(AIM OF THE EXERCISE):
Show each line of the rows below that contains the string "tunnel", copied without changes.

(Stored items from a collection):
_____
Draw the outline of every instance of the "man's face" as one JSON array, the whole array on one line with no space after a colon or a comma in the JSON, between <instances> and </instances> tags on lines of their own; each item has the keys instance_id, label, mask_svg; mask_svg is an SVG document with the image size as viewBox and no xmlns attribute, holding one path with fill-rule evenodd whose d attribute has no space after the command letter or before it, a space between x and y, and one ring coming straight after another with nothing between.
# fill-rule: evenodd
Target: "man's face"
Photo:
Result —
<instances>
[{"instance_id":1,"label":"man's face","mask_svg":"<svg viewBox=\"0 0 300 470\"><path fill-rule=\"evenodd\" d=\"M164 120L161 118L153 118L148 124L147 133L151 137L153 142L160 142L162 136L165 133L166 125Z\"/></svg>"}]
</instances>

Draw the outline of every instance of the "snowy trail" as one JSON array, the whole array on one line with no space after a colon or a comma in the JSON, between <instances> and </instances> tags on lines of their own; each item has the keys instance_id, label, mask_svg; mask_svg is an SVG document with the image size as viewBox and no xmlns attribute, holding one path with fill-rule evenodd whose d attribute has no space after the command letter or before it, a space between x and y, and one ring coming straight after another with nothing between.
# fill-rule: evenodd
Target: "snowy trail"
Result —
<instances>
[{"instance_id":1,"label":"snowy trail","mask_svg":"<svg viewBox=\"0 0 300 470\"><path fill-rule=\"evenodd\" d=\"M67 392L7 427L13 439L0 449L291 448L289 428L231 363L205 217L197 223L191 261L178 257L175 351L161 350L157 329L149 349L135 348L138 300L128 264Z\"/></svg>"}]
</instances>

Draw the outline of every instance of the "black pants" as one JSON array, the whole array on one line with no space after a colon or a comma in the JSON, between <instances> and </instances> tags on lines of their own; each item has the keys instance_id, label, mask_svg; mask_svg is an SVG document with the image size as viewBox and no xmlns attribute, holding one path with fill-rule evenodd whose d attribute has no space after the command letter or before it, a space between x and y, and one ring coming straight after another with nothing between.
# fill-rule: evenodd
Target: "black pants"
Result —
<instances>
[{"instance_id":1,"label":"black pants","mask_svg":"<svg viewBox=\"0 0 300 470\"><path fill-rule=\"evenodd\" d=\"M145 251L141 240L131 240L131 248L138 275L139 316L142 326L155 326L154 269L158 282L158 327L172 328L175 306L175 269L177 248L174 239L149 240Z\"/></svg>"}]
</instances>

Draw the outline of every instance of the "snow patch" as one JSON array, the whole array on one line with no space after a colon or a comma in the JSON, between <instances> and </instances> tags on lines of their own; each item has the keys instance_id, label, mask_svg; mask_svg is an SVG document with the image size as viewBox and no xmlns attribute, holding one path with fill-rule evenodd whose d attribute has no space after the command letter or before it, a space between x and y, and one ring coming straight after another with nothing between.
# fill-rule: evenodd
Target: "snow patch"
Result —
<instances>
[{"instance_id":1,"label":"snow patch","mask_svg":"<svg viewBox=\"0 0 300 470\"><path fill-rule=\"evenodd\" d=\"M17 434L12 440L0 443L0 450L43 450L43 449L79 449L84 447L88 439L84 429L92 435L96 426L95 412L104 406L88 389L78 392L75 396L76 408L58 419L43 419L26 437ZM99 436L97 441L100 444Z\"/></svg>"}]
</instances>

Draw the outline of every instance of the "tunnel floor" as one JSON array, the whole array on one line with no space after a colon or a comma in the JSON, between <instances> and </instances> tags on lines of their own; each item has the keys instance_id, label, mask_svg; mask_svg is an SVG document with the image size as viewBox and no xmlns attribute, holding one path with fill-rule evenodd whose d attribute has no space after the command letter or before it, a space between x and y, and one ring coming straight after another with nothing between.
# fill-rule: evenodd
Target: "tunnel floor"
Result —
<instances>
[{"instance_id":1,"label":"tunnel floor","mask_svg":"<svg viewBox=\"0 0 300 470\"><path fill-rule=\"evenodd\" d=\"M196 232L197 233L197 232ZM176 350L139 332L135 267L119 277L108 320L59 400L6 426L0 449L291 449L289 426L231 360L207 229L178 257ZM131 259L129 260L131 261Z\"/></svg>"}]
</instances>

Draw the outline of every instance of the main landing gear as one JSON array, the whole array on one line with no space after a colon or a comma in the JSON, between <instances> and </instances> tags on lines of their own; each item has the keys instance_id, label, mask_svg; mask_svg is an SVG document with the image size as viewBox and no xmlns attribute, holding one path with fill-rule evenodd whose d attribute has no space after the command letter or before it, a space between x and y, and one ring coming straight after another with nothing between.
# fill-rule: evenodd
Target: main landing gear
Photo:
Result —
_____
(RESULT FOR THIS EXERCISE):
Draw the outline of every instance of the "tunnel floor" as one JSON array, the whole array on one line with no space after a colon or a comma in the JSON, between <instances> and </instances> tags on lines of their own; each item has the keys instance_id, label, mask_svg; mask_svg is an SVG document with the image size as viewBox and no xmlns attribute, holding one path with fill-rule evenodd whose d attribute has no space after the command letter or before it, a space between x and y, and one ring coming straight after another with nothing between.
Target: "tunnel floor"
[{"instance_id":1,"label":"tunnel floor","mask_svg":"<svg viewBox=\"0 0 300 470\"><path fill-rule=\"evenodd\" d=\"M196 232L197 233L197 232ZM176 350L139 332L135 267L119 277L108 320L59 400L6 426L0 449L291 449L289 426L231 360L207 229L178 257ZM131 259L129 260L131 261Z\"/></svg>"}]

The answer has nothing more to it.